▶ **DATA IN THIS EXERCISE**:

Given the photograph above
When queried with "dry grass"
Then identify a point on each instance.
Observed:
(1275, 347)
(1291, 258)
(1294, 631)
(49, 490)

▶ **AIM OF THE EXERCISE**: Arrange all of the rows above as a numbered list, omitting any blank lines.

▶ **RESULT FOR THIS EXERCISE**:
1. Given the photograph above
2. When queried with "dry grass"
3. Then identify a point on each instance.
4. Observed:
5. (1275, 347)
6. (1291, 258)
7. (1294, 631)
8. (49, 490)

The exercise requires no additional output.